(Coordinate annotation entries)
►
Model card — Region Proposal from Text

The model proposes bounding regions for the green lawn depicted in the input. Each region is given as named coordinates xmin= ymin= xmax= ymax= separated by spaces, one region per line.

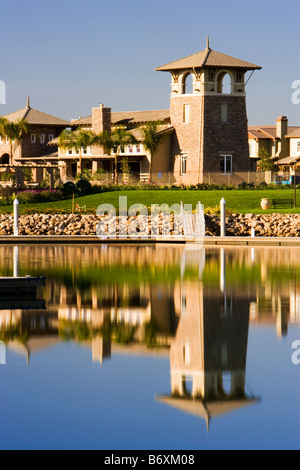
xmin=3 ymin=189 xmax=300 ymax=214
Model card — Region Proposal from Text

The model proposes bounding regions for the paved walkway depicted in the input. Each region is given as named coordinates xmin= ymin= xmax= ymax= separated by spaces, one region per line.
xmin=0 ymin=235 xmax=300 ymax=247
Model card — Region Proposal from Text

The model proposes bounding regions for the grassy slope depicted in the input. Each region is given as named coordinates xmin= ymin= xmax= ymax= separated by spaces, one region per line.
xmin=3 ymin=190 xmax=300 ymax=214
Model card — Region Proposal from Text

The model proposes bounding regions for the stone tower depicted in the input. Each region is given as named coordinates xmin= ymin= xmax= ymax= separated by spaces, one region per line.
xmin=156 ymin=38 xmax=261 ymax=184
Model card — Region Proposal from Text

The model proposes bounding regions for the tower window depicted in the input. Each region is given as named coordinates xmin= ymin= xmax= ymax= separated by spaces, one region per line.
xmin=182 ymin=74 xmax=194 ymax=95
xmin=183 ymin=104 xmax=190 ymax=124
xmin=221 ymin=103 xmax=228 ymax=122
xmin=220 ymin=155 xmax=232 ymax=175
xmin=217 ymin=72 xmax=231 ymax=95
xmin=181 ymin=155 xmax=187 ymax=175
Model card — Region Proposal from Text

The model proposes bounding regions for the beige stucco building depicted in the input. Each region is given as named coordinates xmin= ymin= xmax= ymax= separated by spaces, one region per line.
xmin=248 ymin=116 xmax=300 ymax=184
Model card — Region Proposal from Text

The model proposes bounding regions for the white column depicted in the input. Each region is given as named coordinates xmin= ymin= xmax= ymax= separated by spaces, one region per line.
xmin=14 ymin=199 xmax=19 ymax=237
xmin=14 ymin=246 xmax=19 ymax=277
xmin=220 ymin=198 xmax=226 ymax=237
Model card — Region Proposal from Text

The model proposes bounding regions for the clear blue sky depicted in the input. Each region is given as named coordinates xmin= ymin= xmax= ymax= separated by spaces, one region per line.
xmin=0 ymin=0 xmax=300 ymax=125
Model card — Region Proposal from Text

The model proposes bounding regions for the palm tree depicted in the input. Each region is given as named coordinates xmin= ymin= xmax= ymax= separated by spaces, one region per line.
xmin=0 ymin=117 xmax=30 ymax=165
xmin=96 ymin=127 xmax=137 ymax=185
xmin=59 ymin=129 xmax=96 ymax=175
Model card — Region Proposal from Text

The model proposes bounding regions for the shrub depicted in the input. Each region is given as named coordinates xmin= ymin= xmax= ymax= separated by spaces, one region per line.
xmin=76 ymin=179 xmax=92 ymax=194
xmin=63 ymin=181 xmax=76 ymax=196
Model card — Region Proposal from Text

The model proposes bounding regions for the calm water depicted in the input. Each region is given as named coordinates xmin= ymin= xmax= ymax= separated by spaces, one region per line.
xmin=0 ymin=246 xmax=300 ymax=450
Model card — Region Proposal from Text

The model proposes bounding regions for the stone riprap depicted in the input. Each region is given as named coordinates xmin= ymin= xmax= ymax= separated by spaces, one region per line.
xmin=0 ymin=214 xmax=300 ymax=237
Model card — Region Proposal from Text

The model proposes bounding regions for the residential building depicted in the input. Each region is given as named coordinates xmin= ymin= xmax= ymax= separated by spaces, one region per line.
xmin=0 ymin=97 xmax=70 ymax=166
xmin=52 ymin=40 xmax=261 ymax=185
xmin=248 ymin=116 xmax=300 ymax=184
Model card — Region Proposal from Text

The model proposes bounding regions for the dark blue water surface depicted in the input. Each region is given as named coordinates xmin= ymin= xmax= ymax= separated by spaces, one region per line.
xmin=0 ymin=246 xmax=300 ymax=450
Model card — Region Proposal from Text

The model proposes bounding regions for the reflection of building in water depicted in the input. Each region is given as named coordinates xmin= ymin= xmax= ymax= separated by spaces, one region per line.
xmin=159 ymin=283 xmax=255 ymax=432
xmin=0 ymin=276 xmax=58 ymax=362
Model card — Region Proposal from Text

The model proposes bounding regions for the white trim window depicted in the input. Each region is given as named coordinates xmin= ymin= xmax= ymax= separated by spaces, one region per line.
xmin=183 ymin=104 xmax=191 ymax=124
xmin=249 ymin=140 xmax=257 ymax=158
xmin=180 ymin=155 xmax=187 ymax=176
xmin=221 ymin=103 xmax=228 ymax=122
xmin=220 ymin=154 xmax=232 ymax=175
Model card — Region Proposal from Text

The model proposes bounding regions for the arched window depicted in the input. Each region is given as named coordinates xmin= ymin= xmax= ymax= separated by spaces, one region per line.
xmin=182 ymin=73 xmax=194 ymax=95
xmin=0 ymin=153 xmax=9 ymax=165
xmin=217 ymin=72 xmax=231 ymax=95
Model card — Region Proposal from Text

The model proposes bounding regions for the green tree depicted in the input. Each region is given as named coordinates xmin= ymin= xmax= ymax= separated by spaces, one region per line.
xmin=0 ymin=118 xmax=30 ymax=165
xmin=97 ymin=127 xmax=137 ymax=185
xmin=258 ymin=147 xmax=277 ymax=171
xmin=58 ymin=129 xmax=96 ymax=178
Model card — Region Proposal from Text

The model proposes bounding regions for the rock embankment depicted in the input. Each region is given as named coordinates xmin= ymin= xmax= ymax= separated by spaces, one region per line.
xmin=0 ymin=214 xmax=300 ymax=237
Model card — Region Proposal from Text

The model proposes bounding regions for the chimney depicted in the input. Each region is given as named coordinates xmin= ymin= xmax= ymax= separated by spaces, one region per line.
xmin=276 ymin=116 xmax=288 ymax=139
xmin=92 ymin=104 xmax=111 ymax=134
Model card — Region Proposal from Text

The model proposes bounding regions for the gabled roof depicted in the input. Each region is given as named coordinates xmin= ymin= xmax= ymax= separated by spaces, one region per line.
xmin=3 ymin=99 xmax=70 ymax=127
xmin=287 ymin=127 xmax=300 ymax=138
xmin=248 ymin=125 xmax=300 ymax=140
xmin=155 ymin=41 xmax=262 ymax=72
xmin=72 ymin=109 xmax=170 ymax=126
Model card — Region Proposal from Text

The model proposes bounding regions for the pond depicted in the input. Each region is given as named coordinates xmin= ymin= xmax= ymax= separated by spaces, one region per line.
xmin=0 ymin=244 xmax=300 ymax=450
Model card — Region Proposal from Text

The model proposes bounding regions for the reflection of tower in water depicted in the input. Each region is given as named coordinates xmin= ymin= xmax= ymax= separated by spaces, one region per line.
xmin=159 ymin=251 xmax=255 ymax=432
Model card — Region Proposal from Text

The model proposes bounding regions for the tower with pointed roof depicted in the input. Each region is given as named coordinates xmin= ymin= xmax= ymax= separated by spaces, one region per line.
xmin=156 ymin=38 xmax=261 ymax=184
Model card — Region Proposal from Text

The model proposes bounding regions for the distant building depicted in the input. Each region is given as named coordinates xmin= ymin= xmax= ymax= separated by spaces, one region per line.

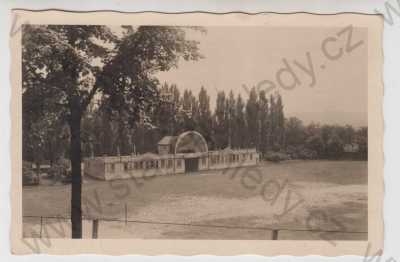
xmin=343 ymin=143 xmax=360 ymax=153
xmin=84 ymin=131 xmax=259 ymax=180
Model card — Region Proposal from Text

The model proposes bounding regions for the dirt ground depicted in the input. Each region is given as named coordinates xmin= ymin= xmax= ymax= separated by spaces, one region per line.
xmin=23 ymin=161 xmax=368 ymax=240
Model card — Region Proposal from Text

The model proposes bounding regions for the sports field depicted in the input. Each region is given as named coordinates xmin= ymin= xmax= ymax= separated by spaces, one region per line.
xmin=23 ymin=161 xmax=368 ymax=240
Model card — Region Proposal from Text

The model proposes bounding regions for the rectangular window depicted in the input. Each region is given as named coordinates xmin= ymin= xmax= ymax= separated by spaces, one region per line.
xmin=167 ymin=159 xmax=172 ymax=168
xmin=109 ymin=164 xmax=115 ymax=173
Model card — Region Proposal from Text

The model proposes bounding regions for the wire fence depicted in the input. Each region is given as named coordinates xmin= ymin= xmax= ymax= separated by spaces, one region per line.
xmin=23 ymin=215 xmax=368 ymax=240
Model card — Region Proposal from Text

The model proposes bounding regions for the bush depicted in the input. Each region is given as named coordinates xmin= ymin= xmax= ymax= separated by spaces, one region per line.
xmin=264 ymin=151 xmax=290 ymax=162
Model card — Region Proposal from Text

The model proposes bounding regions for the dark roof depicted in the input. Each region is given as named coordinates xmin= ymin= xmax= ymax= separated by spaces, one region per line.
xmin=158 ymin=136 xmax=177 ymax=145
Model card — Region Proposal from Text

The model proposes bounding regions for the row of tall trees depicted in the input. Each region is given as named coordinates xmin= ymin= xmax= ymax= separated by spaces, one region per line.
xmin=24 ymin=83 xmax=368 ymax=163
xmin=69 ymin=83 xmax=367 ymax=159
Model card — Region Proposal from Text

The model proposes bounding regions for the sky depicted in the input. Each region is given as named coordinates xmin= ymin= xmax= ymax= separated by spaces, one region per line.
xmin=157 ymin=26 xmax=368 ymax=126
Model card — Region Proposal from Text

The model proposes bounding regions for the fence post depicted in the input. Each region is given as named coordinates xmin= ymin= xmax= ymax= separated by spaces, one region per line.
xmin=92 ymin=219 xmax=99 ymax=239
xmin=125 ymin=203 xmax=128 ymax=226
xmin=39 ymin=216 xmax=43 ymax=238
xmin=272 ymin=229 xmax=278 ymax=240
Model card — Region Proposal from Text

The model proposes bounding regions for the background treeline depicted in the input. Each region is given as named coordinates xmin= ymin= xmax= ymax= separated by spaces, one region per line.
xmin=23 ymin=84 xmax=368 ymax=162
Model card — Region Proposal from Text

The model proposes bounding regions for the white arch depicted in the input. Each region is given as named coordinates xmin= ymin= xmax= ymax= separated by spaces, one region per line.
xmin=175 ymin=131 xmax=208 ymax=154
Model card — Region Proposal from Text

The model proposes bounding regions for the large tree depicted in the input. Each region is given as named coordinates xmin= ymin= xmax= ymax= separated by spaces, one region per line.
xmin=22 ymin=25 xmax=200 ymax=238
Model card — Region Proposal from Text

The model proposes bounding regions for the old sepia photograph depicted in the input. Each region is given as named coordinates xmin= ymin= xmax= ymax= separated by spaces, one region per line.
xmin=10 ymin=10 xmax=381 ymax=252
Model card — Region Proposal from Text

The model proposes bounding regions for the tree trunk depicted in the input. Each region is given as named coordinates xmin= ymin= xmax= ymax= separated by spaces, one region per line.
xmin=69 ymin=107 xmax=82 ymax=238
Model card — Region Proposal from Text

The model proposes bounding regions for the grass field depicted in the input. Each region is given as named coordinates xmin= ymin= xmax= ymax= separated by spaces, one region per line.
xmin=23 ymin=161 xmax=368 ymax=240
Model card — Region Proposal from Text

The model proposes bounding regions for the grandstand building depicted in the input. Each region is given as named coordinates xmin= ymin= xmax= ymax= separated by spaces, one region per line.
xmin=84 ymin=131 xmax=259 ymax=180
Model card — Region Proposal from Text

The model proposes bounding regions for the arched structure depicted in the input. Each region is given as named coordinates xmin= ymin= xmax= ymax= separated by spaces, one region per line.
xmin=175 ymin=131 xmax=208 ymax=154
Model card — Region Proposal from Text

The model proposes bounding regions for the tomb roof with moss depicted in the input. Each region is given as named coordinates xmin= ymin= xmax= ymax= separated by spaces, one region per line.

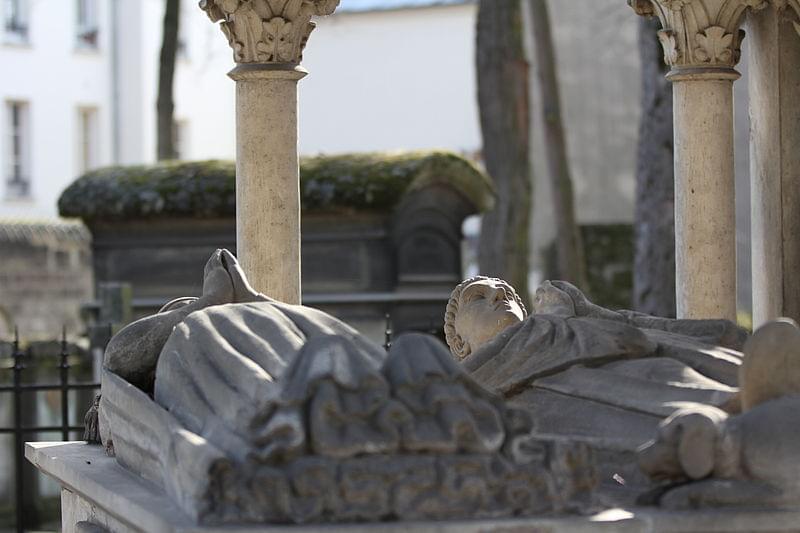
xmin=58 ymin=151 xmax=494 ymax=221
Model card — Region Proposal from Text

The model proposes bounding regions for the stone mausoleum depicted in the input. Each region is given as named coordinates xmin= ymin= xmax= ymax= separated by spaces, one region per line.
xmin=26 ymin=0 xmax=800 ymax=532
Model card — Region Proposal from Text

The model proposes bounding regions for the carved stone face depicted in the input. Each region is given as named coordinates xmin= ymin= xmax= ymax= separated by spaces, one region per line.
xmin=455 ymin=279 xmax=525 ymax=352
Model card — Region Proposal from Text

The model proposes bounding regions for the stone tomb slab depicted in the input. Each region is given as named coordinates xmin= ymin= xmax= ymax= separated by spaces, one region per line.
xmin=25 ymin=442 xmax=800 ymax=533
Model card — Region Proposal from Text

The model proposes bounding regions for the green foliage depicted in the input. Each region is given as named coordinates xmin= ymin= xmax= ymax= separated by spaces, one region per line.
xmin=58 ymin=152 xmax=493 ymax=221
xmin=543 ymin=224 xmax=633 ymax=309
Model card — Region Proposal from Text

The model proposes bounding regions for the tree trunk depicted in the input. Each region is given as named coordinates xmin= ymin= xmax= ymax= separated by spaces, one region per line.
xmin=156 ymin=0 xmax=181 ymax=161
xmin=633 ymin=18 xmax=675 ymax=317
xmin=529 ymin=0 xmax=589 ymax=290
xmin=476 ymin=0 xmax=532 ymax=302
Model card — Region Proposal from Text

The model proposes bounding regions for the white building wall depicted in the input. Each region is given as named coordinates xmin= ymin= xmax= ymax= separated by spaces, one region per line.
xmin=0 ymin=0 xmax=112 ymax=218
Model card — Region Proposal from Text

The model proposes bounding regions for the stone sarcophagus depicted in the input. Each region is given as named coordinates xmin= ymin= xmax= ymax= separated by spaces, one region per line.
xmin=59 ymin=152 xmax=493 ymax=340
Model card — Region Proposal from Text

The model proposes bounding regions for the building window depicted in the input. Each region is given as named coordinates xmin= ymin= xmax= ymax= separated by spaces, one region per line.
xmin=2 ymin=0 xmax=28 ymax=43
xmin=6 ymin=102 xmax=31 ymax=198
xmin=78 ymin=107 xmax=98 ymax=174
xmin=76 ymin=0 xmax=99 ymax=48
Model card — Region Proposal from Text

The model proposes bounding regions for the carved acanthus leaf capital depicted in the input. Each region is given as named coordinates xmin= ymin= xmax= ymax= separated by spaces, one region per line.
xmin=200 ymin=0 xmax=339 ymax=63
xmin=629 ymin=0 xmax=768 ymax=69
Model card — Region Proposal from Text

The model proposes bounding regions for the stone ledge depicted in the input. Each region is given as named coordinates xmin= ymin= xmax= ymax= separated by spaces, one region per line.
xmin=25 ymin=442 xmax=800 ymax=533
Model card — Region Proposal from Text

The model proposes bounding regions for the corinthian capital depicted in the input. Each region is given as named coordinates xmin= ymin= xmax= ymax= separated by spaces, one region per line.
xmin=628 ymin=0 xmax=768 ymax=71
xmin=200 ymin=0 xmax=339 ymax=63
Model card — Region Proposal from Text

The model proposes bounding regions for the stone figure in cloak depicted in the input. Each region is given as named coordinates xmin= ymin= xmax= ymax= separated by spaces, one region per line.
xmin=445 ymin=276 xmax=746 ymax=496
xmin=639 ymin=319 xmax=800 ymax=509
xmin=97 ymin=251 xmax=596 ymax=524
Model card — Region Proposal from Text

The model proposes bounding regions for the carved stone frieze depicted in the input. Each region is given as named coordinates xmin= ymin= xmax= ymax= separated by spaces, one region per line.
xmin=628 ymin=0 xmax=768 ymax=70
xmin=200 ymin=0 xmax=339 ymax=63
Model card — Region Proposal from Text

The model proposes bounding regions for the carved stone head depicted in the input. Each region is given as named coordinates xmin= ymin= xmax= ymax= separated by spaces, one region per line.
xmin=444 ymin=276 xmax=528 ymax=359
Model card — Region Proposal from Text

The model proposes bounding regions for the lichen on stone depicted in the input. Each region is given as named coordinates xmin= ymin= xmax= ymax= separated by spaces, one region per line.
xmin=58 ymin=151 xmax=493 ymax=221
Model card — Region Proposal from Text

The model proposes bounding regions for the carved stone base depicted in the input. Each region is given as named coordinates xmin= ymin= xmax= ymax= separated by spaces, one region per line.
xmin=25 ymin=442 xmax=800 ymax=533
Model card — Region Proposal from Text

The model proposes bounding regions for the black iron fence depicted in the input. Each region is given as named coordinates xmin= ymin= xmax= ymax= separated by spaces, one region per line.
xmin=0 ymin=329 xmax=100 ymax=533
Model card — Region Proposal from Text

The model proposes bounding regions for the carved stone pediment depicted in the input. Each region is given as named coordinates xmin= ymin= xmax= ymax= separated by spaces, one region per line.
xmin=629 ymin=0 xmax=768 ymax=69
xmin=200 ymin=0 xmax=339 ymax=63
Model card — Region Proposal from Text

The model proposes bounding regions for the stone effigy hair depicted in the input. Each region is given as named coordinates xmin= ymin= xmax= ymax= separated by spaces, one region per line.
xmin=444 ymin=276 xmax=528 ymax=359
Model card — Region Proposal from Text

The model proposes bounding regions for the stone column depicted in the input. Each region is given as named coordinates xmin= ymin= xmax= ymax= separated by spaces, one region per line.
xmin=629 ymin=0 xmax=766 ymax=320
xmin=748 ymin=0 xmax=800 ymax=327
xmin=200 ymin=0 xmax=339 ymax=304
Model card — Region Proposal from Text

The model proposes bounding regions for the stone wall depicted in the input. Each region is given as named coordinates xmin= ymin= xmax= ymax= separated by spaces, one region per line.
xmin=0 ymin=220 xmax=93 ymax=339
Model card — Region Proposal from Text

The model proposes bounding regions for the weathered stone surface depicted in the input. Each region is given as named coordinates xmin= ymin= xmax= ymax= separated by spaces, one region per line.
xmin=640 ymin=321 xmax=800 ymax=508
xmin=25 ymin=442 xmax=800 ymax=533
xmin=533 ymin=281 xmax=748 ymax=351
xmin=445 ymin=276 xmax=741 ymax=503
xmin=92 ymin=252 xmax=596 ymax=524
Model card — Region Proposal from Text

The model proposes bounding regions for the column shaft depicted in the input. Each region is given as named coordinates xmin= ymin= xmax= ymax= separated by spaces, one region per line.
xmin=748 ymin=9 xmax=800 ymax=327
xmin=670 ymin=75 xmax=738 ymax=320
xmin=230 ymin=64 xmax=305 ymax=304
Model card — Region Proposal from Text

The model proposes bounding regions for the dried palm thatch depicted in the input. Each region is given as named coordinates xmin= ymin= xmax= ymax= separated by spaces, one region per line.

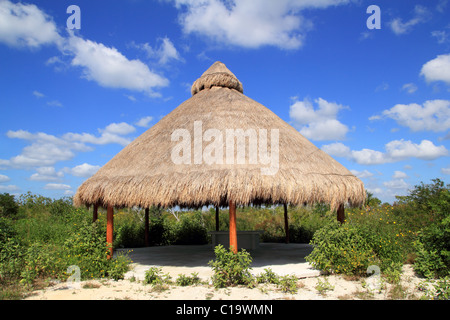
◄
● **Given request**: Rewrite the listing from its start through the line with "xmin=3 ymin=189 xmax=300 ymax=214", changing "green lawn" to "grass field" and leaving everything else as it is. Omit the pictures from the output.

● **Result below**:
Model card — Region Proposal from Text

The model proposes bounding regions for the grass field depicted in the input. Each region is given as named coordinates xmin= ymin= xmax= ymax= separated by spaces, one region per line.

xmin=3 ymin=189 xmax=300 ymax=214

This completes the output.